* **TASK ITEM**
The answer must consist of every line from the data that holds the string "surface".
§ §
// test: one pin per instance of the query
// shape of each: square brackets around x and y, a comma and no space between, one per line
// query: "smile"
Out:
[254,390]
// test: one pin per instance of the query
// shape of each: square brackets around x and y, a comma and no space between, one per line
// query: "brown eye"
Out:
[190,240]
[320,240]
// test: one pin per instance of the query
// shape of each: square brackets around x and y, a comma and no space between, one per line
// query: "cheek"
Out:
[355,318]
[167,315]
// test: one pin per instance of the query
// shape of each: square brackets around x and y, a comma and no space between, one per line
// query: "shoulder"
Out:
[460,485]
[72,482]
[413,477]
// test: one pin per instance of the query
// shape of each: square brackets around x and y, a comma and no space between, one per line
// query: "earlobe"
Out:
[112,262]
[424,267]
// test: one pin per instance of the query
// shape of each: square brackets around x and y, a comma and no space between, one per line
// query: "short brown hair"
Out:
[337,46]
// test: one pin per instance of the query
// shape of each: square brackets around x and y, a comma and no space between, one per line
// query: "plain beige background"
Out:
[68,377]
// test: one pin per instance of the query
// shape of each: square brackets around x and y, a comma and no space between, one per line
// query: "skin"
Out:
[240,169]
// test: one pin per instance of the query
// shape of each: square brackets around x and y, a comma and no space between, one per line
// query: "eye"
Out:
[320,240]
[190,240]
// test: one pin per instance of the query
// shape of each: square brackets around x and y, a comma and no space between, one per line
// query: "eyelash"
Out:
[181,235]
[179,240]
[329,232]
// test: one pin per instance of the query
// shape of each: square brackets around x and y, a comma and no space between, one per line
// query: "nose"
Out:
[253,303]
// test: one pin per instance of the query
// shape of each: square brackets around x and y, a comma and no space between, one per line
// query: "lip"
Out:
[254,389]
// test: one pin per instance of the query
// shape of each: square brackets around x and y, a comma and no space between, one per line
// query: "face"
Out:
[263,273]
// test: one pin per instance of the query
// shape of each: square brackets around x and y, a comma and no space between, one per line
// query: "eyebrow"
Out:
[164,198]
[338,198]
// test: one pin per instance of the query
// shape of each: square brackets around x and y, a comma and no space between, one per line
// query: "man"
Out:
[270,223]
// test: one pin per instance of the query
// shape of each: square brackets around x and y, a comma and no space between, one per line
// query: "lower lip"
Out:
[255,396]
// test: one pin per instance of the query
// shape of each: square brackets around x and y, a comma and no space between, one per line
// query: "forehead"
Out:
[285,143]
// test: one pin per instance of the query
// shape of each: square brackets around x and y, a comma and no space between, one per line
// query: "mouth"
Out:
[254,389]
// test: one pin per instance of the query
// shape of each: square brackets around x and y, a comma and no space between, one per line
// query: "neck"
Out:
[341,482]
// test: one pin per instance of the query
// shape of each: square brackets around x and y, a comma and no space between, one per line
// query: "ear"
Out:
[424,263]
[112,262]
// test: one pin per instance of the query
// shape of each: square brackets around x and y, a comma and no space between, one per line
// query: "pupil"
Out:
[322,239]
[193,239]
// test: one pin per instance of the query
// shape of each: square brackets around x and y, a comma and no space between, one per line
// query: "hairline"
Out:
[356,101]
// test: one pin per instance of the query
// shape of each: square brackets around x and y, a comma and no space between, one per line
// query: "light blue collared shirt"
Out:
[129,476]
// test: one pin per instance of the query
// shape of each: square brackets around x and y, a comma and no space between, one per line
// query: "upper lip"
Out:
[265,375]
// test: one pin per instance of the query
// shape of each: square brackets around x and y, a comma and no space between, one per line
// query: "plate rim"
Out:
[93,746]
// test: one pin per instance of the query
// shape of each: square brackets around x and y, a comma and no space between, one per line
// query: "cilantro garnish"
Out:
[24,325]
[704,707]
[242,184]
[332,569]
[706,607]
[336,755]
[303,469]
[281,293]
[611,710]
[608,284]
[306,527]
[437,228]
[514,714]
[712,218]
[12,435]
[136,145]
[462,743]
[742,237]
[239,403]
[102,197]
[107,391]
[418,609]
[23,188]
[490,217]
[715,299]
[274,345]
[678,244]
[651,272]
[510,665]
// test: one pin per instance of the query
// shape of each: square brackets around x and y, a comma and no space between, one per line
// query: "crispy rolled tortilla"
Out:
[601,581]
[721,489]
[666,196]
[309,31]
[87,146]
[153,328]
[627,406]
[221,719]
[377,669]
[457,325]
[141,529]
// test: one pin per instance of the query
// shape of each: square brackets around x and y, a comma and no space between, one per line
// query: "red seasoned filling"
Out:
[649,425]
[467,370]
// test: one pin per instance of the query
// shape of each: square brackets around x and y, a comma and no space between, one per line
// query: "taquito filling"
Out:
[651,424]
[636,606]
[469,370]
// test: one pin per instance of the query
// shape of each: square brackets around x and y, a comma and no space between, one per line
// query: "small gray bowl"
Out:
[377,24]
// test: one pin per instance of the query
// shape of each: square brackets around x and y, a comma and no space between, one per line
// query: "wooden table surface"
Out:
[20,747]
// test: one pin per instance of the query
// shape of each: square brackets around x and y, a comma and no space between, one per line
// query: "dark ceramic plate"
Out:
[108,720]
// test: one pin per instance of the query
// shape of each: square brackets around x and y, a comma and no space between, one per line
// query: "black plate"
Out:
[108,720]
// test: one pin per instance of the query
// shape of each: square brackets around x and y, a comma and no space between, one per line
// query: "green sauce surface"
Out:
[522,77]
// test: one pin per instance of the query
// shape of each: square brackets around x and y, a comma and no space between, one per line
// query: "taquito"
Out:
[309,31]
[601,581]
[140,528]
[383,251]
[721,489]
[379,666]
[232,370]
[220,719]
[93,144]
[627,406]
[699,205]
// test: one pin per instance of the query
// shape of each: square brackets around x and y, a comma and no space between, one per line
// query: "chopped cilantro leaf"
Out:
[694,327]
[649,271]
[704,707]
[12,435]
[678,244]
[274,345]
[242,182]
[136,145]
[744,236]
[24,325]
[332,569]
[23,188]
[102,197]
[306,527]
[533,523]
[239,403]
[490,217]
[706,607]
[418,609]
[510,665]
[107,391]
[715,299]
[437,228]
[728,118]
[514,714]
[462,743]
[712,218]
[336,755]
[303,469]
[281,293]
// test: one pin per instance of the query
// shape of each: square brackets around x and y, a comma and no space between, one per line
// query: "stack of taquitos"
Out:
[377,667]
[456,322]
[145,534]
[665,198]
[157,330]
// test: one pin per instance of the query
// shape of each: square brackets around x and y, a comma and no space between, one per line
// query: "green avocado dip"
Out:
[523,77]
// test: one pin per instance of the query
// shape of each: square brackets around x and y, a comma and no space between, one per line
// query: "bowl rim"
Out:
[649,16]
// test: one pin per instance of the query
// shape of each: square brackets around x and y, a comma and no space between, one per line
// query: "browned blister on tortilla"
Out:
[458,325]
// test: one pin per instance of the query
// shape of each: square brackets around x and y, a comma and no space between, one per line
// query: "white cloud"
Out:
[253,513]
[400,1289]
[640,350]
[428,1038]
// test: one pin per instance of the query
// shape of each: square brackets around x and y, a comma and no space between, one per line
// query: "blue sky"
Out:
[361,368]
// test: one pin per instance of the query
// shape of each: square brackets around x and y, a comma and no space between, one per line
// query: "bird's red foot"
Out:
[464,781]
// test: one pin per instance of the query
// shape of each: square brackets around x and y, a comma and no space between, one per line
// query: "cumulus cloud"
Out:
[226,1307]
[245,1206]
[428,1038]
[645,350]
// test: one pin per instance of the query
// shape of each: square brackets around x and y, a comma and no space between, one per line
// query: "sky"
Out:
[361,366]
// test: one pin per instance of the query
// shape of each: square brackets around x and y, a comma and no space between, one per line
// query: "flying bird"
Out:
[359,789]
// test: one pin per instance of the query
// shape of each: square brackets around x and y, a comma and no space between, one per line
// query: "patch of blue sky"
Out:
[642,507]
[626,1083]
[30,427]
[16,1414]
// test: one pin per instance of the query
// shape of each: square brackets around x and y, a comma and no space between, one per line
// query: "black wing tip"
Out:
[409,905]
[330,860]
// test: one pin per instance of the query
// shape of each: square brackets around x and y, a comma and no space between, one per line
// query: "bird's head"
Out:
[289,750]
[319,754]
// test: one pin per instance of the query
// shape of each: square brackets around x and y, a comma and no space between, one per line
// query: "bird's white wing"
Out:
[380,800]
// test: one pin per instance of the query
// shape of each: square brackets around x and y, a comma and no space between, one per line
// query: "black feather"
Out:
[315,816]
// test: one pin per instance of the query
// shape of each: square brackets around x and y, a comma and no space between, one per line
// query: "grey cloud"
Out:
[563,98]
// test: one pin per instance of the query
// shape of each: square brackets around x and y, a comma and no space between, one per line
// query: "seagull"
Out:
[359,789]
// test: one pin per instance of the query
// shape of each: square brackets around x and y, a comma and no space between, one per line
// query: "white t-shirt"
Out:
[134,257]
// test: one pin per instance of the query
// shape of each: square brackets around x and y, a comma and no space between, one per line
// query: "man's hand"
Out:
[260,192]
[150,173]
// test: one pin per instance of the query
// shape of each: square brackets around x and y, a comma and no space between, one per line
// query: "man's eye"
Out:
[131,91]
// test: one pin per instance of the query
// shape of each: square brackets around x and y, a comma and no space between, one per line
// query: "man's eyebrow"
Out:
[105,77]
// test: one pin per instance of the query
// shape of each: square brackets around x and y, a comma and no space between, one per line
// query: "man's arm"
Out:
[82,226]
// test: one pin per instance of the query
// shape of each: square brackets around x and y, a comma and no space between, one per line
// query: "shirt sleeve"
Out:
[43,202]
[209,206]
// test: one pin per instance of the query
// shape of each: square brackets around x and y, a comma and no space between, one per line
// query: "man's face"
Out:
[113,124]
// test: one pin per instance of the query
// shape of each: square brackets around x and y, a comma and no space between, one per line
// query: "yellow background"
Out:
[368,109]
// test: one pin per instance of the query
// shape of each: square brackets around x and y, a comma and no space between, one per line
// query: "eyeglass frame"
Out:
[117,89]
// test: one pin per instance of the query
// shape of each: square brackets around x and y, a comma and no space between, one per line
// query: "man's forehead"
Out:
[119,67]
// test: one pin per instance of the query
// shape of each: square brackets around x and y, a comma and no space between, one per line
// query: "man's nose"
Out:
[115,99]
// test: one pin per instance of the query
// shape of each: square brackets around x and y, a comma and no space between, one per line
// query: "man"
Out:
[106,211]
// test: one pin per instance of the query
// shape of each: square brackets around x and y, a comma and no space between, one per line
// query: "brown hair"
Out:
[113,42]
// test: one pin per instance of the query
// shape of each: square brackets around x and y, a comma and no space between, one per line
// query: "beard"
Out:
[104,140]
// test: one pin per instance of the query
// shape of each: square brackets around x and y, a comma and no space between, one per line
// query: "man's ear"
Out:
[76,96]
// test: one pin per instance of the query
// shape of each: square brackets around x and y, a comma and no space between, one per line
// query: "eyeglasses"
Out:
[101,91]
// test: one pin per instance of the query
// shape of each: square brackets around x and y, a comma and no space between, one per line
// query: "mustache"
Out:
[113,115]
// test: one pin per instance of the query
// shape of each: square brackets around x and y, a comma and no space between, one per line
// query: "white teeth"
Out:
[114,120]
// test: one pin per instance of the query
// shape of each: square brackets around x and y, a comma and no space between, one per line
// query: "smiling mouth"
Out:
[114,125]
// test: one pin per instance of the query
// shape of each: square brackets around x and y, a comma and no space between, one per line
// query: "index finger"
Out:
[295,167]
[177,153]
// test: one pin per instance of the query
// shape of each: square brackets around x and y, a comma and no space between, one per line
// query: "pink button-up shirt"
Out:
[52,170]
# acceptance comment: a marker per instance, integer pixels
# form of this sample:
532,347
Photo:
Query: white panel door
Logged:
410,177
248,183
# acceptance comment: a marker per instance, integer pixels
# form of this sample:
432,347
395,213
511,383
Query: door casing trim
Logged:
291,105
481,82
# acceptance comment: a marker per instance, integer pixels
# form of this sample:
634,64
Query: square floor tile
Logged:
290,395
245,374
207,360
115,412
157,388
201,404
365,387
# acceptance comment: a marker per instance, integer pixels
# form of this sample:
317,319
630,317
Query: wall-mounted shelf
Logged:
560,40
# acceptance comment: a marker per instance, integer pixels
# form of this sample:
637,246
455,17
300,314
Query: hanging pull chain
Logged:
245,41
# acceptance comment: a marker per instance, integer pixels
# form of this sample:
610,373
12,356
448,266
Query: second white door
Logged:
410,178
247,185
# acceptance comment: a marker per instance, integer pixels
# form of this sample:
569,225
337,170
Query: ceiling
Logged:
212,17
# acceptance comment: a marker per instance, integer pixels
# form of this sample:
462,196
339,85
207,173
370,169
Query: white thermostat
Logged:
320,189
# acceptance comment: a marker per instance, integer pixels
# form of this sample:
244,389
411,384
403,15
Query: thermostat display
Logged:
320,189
§ §
* **REPLY TO THE TASK**
// query: "wooden table surface"
// query: "green sauce surface"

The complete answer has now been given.